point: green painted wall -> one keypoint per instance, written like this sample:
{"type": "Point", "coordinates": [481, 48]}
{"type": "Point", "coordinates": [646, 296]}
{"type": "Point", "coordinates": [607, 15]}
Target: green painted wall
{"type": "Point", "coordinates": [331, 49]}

------------------------------------------------

**What to work on:**
The entries shown above should be duplicated exactly.

**Written reply:**
point: green painted wall -> one keypoint per instance, written like this sample:
{"type": "Point", "coordinates": [481, 48]}
{"type": "Point", "coordinates": [646, 296]}
{"type": "Point", "coordinates": [607, 15]}
Target: green painted wall
{"type": "Point", "coordinates": [331, 49]}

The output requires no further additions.